* Passage shown:
■ ■ ■ ■ ■

414 North Central Avenue
Glendale, California 91203

Dear Sirs:

     You have asked us to advise you with respect to the fairness to the common
stockholders of Golden State Bancorp Inc., a Delaware corporation ("Golden
State") from a financial point of view of the consideration to be paid by
Golden State pursuant to the terms of the Agreement and Plan of Reorganization,
dated as of February 4, 1998 (as amended the "Agreement"), by and among Golden
State, First Nationwide (Parent) Holdings Inc., a Delaware corporation ("Parent
Holdings") and certain other parties named therein. The Agreement provides,
among other things, for the merger (the "Merger") of Parent Holdings with and
into Golden State with Golden State being the surviving corporation of the
Merger. Pursuant to the Merger, the outstanding shares of common stock of
Parent Holdings will be converted into (i) that number of shares of common
stock of Golden State representing a percentage of the shares of Golden State's
common stock that will be outstanding after the Merger (ranging from 55% to
58%) determined in accordance with the formula set forth in the Agreement, and
(ii) the right to receive additional shares of Golden State common stock upon
the occurrence of certain contingencies, in each case as set forth in the
Agreement.

     In arriving at our opinion, we have reviewed certain publicly available
business and financial information relating to Parent Holdings, as well as the
Agreement. We have also reviewed certain other information, including financial
forecasts, provided to us by Golden State, and have met with Golden State's
management to discuss the business and prospects of Parent Holdings. In
addition, we have discussed with management of Golden State their views
regarding the business, operational and strategic benefits and implications of
the Merger, including estimates of future cost savings, operating synergies and
revenue enhancements expected to be achieved as a result of the Merger.

     We have also considered certain financial data of Parent Holdings, and we
have compared those data with similar data for other publicly held companies in
businesses similar to Parent Holdings and we have considered the financial
terms of certain other business combinations and other transactions which have
recently been effected. We also considered such other information, financial
studies, analyses and investigations and financial, economic and market
criteria which we deemed relevant.

     In connection with our review, we have not assumed any responsibility for
independent verification of any of the foregoing information and have relied on
it being complete and accurate in all material respects. With respect to the
financial forecasts (including estimates of future cost savings, operating
synergies and revenue enhancements expected to be achieved as a result of the
Merger), we have assumed that they have been reasonably prepared on bases
reflecting the best currently available estimates and judgments of Golden
State's management as to the future financial performance of Parent Holdings.

■ ■ ■ ■ ■

* Data in this exercise:

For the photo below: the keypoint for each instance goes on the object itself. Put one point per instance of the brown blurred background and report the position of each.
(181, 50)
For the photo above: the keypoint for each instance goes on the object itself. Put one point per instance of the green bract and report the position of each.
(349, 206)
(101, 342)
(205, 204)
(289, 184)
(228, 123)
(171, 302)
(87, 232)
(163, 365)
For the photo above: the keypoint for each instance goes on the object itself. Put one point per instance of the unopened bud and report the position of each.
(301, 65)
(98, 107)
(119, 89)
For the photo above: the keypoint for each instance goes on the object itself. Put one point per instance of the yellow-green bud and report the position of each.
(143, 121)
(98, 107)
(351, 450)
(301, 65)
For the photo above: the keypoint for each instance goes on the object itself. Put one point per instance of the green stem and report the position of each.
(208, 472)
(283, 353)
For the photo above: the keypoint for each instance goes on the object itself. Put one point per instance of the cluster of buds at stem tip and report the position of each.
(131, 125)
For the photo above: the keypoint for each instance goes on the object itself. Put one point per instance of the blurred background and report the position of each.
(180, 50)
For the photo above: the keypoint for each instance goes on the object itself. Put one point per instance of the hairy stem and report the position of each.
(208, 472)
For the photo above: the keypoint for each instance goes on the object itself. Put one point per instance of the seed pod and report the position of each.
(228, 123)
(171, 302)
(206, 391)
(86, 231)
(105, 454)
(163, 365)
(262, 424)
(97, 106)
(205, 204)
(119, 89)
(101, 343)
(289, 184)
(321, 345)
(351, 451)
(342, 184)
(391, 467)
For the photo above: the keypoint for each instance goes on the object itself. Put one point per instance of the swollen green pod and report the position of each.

■ ■ ■ ■ ■

* Tasks to perform:
[A] Rewrite the fairness opinion letter from "In arriving at" to "of the Merger.", putting "expense reductions" in place of "cost savings".
[B] Find every line of the rows that contains the string "stem" and copy each one.

* Outputs by task:
[A]
In arriving at our opinion, we have reviewed certain publicly available
business and financial information relating to Parent Holdings, as well as the
Agreement. We have also reviewed certain other information, including financial
forecasts, provided to us by Golden State, and have met with Golden State's
management to discuss the business and prospects of Parent Holdings. In
addition, we have discussed with management of Golden State their views
regarding the business, operational and strategic benefits and implications of
the Merger, including estimates of future expense reductions, operating synergies and
revenue enhancements expected to be achieved as a result of the Merger.

[B]
For the photo above: the keypoint for each instance goes on the object itself. Put one point per instance of the green stem and report the position of each.
For the photo above: the keypoint for each instance goes on the object itself. Put one point per instance of the cluster of buds at stem tip and report the position of each.
For the photo above: the keypoint for each instance goes on the object itself. Put one point per instance of the hairy stem and report the position of each.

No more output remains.